→ What you have to do: Lay out every line of the items below as a Markdown table with the columns Row and Line, numbering the rows and skipping blank lines. Leave the pictures out of the answer.
[Start]
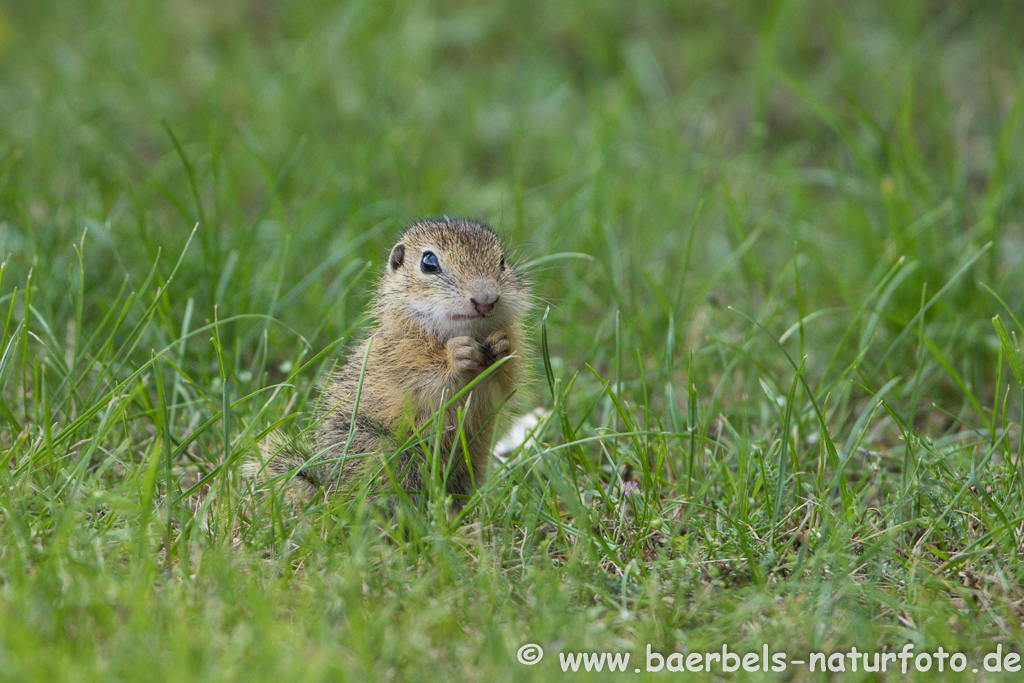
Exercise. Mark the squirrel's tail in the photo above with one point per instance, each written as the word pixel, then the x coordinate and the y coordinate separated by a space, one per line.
pixel 280 467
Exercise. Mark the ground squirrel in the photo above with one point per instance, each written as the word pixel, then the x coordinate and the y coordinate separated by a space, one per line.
pixel 449 306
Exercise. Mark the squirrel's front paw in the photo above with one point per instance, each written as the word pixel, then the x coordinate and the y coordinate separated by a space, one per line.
pixel 496 346
pixel 467 356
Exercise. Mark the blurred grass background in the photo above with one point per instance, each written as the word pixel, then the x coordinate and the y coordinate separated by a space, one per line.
pixel 847 174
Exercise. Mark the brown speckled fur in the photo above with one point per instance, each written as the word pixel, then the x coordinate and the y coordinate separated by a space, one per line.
pixel 417 358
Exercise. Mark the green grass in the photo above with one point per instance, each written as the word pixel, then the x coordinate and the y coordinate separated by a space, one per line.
pixel 787 305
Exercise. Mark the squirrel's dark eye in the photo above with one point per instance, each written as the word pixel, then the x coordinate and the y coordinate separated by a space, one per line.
pixel 428 263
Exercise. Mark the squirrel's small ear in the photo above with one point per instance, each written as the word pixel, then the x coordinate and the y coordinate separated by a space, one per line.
pixel 397 256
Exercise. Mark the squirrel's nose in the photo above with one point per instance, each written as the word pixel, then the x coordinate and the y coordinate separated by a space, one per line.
pixel 484 303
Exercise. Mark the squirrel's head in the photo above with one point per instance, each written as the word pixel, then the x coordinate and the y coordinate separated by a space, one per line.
pixel 453 278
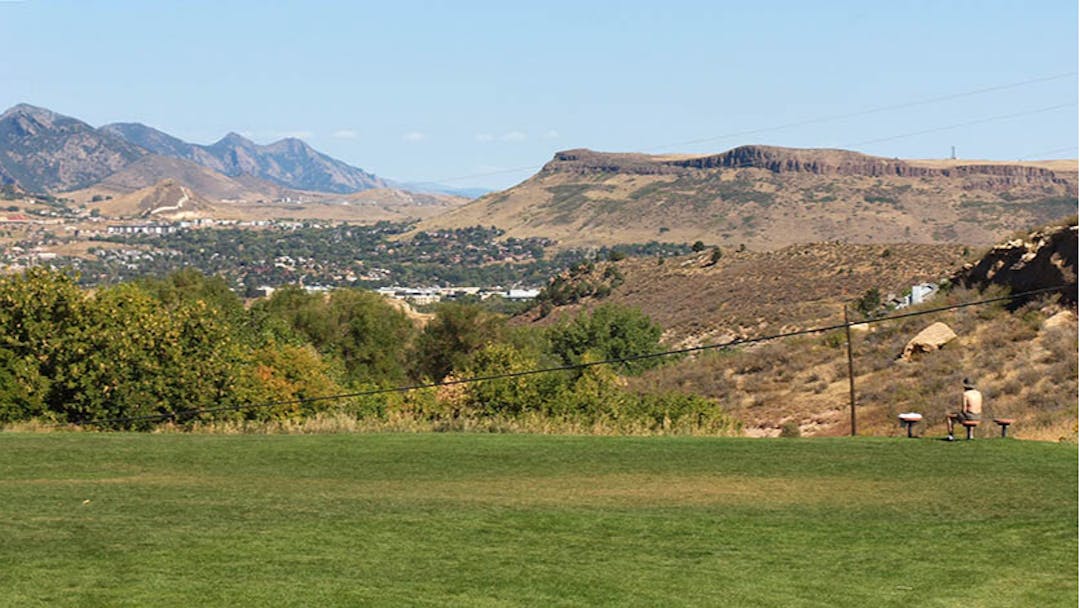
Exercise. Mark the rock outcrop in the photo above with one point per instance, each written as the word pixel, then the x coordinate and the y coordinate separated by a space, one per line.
pixel 930 339
pixel 810 161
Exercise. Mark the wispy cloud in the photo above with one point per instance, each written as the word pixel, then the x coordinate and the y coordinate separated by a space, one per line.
pixel 294 134
pixel 510 136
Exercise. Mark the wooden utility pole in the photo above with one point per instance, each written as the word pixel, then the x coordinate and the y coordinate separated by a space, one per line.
pixel 851 369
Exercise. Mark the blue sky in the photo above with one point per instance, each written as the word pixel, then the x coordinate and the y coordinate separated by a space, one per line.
pixel 455 91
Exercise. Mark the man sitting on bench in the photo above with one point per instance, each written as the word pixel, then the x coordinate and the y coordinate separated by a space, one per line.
pixel 972 408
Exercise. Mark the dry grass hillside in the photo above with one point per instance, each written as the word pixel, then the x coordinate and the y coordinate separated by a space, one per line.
pixel 747 294
pixel 1024 360
pixel 1025 363
pixel 770 198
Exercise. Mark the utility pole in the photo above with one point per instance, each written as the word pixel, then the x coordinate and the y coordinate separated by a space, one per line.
pixel 851 369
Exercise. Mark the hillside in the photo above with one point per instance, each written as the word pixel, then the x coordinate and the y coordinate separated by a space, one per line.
pixel 746 294
pixel 44 151
pixel 166 200
pixel 769 198
pixel 289 163
pixel 152 169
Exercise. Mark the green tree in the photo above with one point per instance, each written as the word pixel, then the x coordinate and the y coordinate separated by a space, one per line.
pixel 455 334
pixel 366 336
pixel 611 332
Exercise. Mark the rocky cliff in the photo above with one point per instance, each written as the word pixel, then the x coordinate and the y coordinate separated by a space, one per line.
pixel 44 151
pixel 792 160
pixel 1043 259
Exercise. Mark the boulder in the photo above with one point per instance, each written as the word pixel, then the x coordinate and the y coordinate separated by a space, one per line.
pixel 1064 319
pixel 929 339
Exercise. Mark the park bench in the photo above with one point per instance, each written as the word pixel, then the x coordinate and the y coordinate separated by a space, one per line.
pixel 908 419
pixel 970 427
pixel 1003 422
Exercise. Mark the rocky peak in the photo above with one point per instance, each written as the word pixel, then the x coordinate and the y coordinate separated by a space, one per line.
pixel 825 162
pixel 233 139
pixel 1043 259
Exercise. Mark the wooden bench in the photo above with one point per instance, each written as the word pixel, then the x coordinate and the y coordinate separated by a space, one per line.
pixel 1003 422
pixel 970 427
pixel 909 419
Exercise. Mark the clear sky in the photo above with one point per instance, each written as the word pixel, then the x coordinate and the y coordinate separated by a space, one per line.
pixel 445 91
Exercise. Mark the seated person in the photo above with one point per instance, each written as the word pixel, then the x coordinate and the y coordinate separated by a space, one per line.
pixel 972 408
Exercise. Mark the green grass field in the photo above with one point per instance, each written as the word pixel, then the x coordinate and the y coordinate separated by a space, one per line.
pixel 471 519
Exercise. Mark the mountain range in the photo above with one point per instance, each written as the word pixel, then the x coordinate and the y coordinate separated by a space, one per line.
pixel 43 151
pixel 767 198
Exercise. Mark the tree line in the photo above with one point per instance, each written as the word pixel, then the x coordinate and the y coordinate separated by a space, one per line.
pixel 186 350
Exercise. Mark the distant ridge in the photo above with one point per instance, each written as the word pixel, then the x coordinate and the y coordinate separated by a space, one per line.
pixel 44 151
pixel 288 162
pixel 768 197
pixel 788 160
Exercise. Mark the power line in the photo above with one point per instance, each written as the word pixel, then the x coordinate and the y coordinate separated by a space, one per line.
pixel 962 124
pixel 1044 153
pixel 584 365
pixel 872 110
pixel 806 122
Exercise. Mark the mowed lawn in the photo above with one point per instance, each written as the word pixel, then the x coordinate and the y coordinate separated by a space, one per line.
pixel 471 519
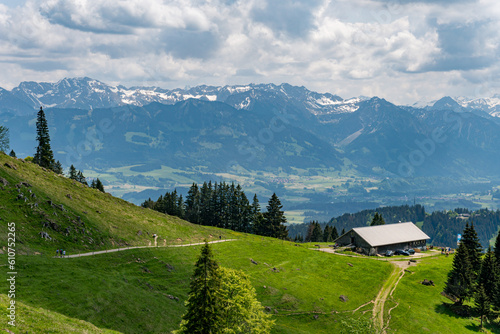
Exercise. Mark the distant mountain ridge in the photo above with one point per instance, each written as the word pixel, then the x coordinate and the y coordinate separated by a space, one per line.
pixel 87 93
pixel 256 127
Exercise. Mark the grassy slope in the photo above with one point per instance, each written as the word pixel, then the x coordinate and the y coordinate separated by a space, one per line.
pixel 104 222
pixel 128 291
pixel 38 320
pixel 422 309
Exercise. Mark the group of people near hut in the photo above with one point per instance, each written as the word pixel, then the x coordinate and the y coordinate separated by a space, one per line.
pixel 60 252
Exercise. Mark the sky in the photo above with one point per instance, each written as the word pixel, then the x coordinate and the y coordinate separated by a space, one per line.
pixel 401 50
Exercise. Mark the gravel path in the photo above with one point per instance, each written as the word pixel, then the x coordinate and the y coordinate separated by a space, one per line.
pixel 136 247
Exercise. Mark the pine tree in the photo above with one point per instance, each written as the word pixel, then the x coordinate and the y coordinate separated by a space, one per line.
pixel 488 274
pixel 482 303
pixel 99 186
pixel 73 173
pixel 4 139
pixel 377 220
pixel 80 178
pixel 497 252
pixel 43 156
pixel 460 281
pixel 275 219
pixel 327 234
pixel 335 234
pixel 241 312
pixel 317 234
pixel 257 224
pixel 203 315
pixel 193 204
pixel 58 168
pixel 474 248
[End]
→ Response:
| Row | Line |
|---|---|
| 1 | Exercise. Mark the squirrel's tail in the photo above with one point per instance, each written as the word pixel, then the x coordinate and the y coordinate separated by a space, one per line. |
| 2 | pixel 280 467 |
| 3 | Exercise. Mark the ground squirrel in the photo above with one point per instance, each written as the word pixel, then the x coordinate and the y coordinate separated by a space, one per line. |
| 4 | pixel 449 306 |
| 5 | Exercise. Mark the squirrel's front paw in the photo above with one point per instance, each written as the word pixel, then the x coordinate and the y coordinate separated by a space, one per line. |
| 6 | pixel 496 346 |
| 7 | pixel 467 356 |
| 8 | Exercise. Mark the blurred grass background in the photo above with one point per instance, each written as the word pixel, then the x coordinate and the y coordinate separated by a space, one per line. |
| 9 | pixel 847 174 |
| 10 | Exercise. Mark the brown speckled fur in the photo above with one point per instance, each written as the word pixel, then the x coordinate and the y coordinate separated by a space, one per line. |
| 11 | pixel 417 358 |
| 12 | Exercise. Mark the green grass in the photo above with one point per instance, each written as the word pixel, then the x coordinate and the y coordinate separated by a space, one per line. |
| 13 | pixel 787 305 |
| 14 | Exercise. Mark the squirrel's dark eye in the photo above with one point per instance, each written as the word pixel, then the x coordinate and the y coordinate separated by a space, one per line. |
| 15 | pixel 428 263 |
| 16 | Exercise. Mark the squirrel's small ear in the photo above with one point per instance, each written as the word pixel, then the x coordinate and the y coordinate separated by a space, one per line. |
| 17 | pixel 397 256 |
| 18 | Exercise. Mark the squirrel's nose in the photo above with one point per instance, each written as the word pixel, then the x coordinate and the y coordinate separated by a space, one per line. |
| 19 | pixel 484 303 |
| 20 | Exercise. Mark the squirrel's head in the photo above with one point per instance, each written as the word pixel, then the x coordinate and the y coordinate separated by a space, one per line. |
| 21 | pixel 453 278 |
| 22 | Exercise. Mark the rock outcrop in the photo above with one point per instance, each written as the word pixel, then the x coordinate and the y coordinate separated by a space, one per line. |
| 23 | pixel 930 339 |
| 24 | pixel 810 161 |
| 25 | Exercise. Mark the wispy cloud in the photo above with one point per instance, each written as the word pixel, then the x coordinate and the y coordinate separated by a space, one per line. |
| 26 | pixel 294 134 |
| 27 | pixel 510 136 |
| 28 | Exercise. Mark the wooden utility pole in the photo above with one point per instance, each written as the word pixel, then the x coordinate and the y coordinate separated by a space, one per line. |
| 29 | pixel 851 369 |
| 30 | Exercise. Mark the blue sky in the photo above with one point per instance, each written as the word pixel, then the x coordinate and the y coordinate separated by a space, one per line. |
| 31 | pixel 455 91 |
| 32 | Exercise. Mark the man sitting on bench in the photo above with one point per instance, each written as the word pixel, then the x coordinate and the y coordinate separated by a space, one per line. |
| 33 | pixel 972 408 |
| 34 | Exercise. Mark the dry grass hillside in the photo above with one point per instance, each written as the word pixel, then the x coordinate and the y coordinate separated by a space, one per line. |
| 35 | pixel 747 294 |
| 36 | pixel 1024 360 |
| 37 | pixel 1025 363 |
| 38 | pixel 770 198 |
| 39 | Exercise. Mark the utility pole in the photo above with one point per instance, each written as the word pixel, then the x coordinate and the y coordinate separated by a space, one per line. |
| 40 | pixel 851 369 |
| 41 | Exercise. Mark the hillside in the photo above with one point per instance, each written as the word pixel, then the x coordinate and the y coordinate separated by a space, one per line. |
| 42 | pixel 746 294 |
| 43 | pixel 44 151 |
| 44 | pixel 166 200 |
| 45 | pixel 769 198 |
| 46 | pixel 289 163 |
| 47 | pixel 152 169 |
| 48 | Exercise. Mark the green tree in the photo above with one point per instance, each written as the word pixel, then the x coordinate and the y coordinate separated by a space, one per line. |
| 49 | pixel 455 334 |
| 50 | pixel 366 336 |
| 51 | pixel 611 332 |
| 52 | Exercise. Mark the rocky cliff in the photo above with one point per instance, each written as the word pixel, then the x coordinate and the y coordinate separated by a space, one per line. |
| 53 | pixel 44 151 |
| 54 | pixel 792 160 |
| 55 | pixel 1043 259 |
| 56 | Exercise. Mark the boulder in the photo above with one point per instance, each written as the word pixel, then the x coordinate and the y coordinate separated by a space, one per line. |
| 57 | pixel 1064 319 |
| 58 | pixel 929 339 |
| 59 | Exercise. Mark the park bench in the photo above with one point per instance, each written as the word pixel, then the x coordinate and the y coordinate separated by a space, one per line. |
| 60 | pixel 908 419 |
| 61 | pixel 970 427 |
| 62 | pixel 1003 422 |
| 63 | Exercise. Mark the rocky peak in the photo above with one point per instance, each written as the word pixel, then the x coordinate and the y coordinate separated by a space, one per line. |
| 64 | pixel 825 162 |
| 65 | pixel 233 139 |
| 66 | pixel 1043 259 |
| 67 | Exercise. Mark the wooden bench in the photo above with one point per instance, each written as the word pixel, then the x coordinate and the y coordinate separated by a space, one per line. |
| 68 | pixel 1003 422 |
| 69 | pixel 970 427 |
| 70 | pixel 909 419 |
| 71 | Exercise. Mark the clear sky in the photo above with one point per instance, each written as the word pixel, then the x coordinate and the y coordinate separated by a space, one per line. |
| 72 | pixel 445 91 |
| 73 | Exercise. Mark the seated person in the photo above with one point per instance, each written as the word pixel, then the x coordinate and the y coordinate separated by a space, one per line. |
| 74 | pixel 972 408 |
| 75 | Exercise. Mark the green grass field in the photo above with one point per instance, each written as the word pixel, then the x coordinate and the y coordinate separated by a space, one per line. |
| 76 | pixel 471 519 |
| 77 | Exercise. Mark the mountain range in the photo above with one point per instance, each written as the word pixel, then the x coordinate and the y coordinate separated by a space, one per line. |
| 78 | pixel 43 151 |
| 79 | pixel 767 198 |
| 80 | Exercise. Mark the tree line in the photo above with one point per instance, each written as the word pixel, then the x coordinate and the y coordinate separated by a space, one per line. |
| 81 | pixel 186 350 |
| 82 | Exercise. Mark the distant ridge in the photo above with one point per instance, each written as the word pixel, then the x coordinate and the y coordinate separated by a space, one per line. |
| 83 | pixel 44 151 |
| 84 | pixel 288 162 |
| 85 | pixel 768 197 |
| 86 | pixel 788 160 |
| 87 | Exercise. Mark the power line in the photo above with one point per instance, each written as the word pixel, then the x coordinate and the y coordinate separated by a space, one per line. |
| 88 | pixel 962 124 |
| 89 | pixel 1044 153 |
| 90 | pixel 584 365 |
| 91 | pixel 872 110 |
| 92 | pixel 806 122 |
| 93 | Exercise. Mark the mowed lawn in the photo above with one point per instance, each written as the word pixel, then the x coordinate and the y coordinate separated by a space, one per line. |
| 94 | pixel 471 519 |
| 95 | Exercise. Mark the distant mountain ridge in the photo above with one point per instance, each written as the word pixel, then the x coordinate and the y coordinate separated by a space, one per line. |
| 96 | pixel 87 93 |
| 97 | pixel 256 127 |
| 98 | Exercise. Mark the grassy slope in the photo above with one point per instance, each written as the word pixel, then the x coordinate and the y coordinate separated by a space, one per line. |
| 99 | pixel 104 222 |
| 100 | pixel 128 291 |
| 101 | pixel 38 320 |
| 102 | pixel 422 309 |
| 103 | Exercise. Mark the group of people near hut in the photo above with one point per instance, each written as the word pixel, then the x coordinate and the y coordinate separated by a space, one per line. |
| 104 | pixel 60 252 |
| 105 | Exercise. Mark the sky in the photo above with one point per instance, each written as the word pixel, then the x coordinate and the y coordinate separated by a space, one per line. |
| 106 | pixel 401 50 |
| 107 | Exercise. Mark the gravel path in the photo above with one point per instance, each written as the word pixel, then the x coordinate and the y coordinate separated by a space, one per line. |
| 108 | pixel 136 247 |
| 109 | Exercise. Mark the pine tree in the photo above with one point per instance, each written as the word pixel, then the x coordinate and the y coordinate separated by a space, one per line. |
| 110 | pixel 488 274 |
| 111 | pixel 482 303 |
| 112 | pixel 99 186 |
| 113 | pixel 73 173 |
| 114 | pixel 4 139 |
| 115 | pixel 377 220 |
| 116 | pixel 80 178 |
| 117 | pixel 497 252 |
| 118 | pixel 43 156 |
| 119 | pixel 460 281 |
| 120 | pixel 275 219 |
| 121 | pixel 327 234 |
| 122 | pixel 335 234 |
| 123 | pixel 241 312 |
| 124 | pixel 317 234 |
| 125 | pixel 257 224 |
| 126 | pixel 203 315 |
| 127 | pixel 193 204 |
| 128 | pixel 58 168 |
| 129 | pixel 474 248 |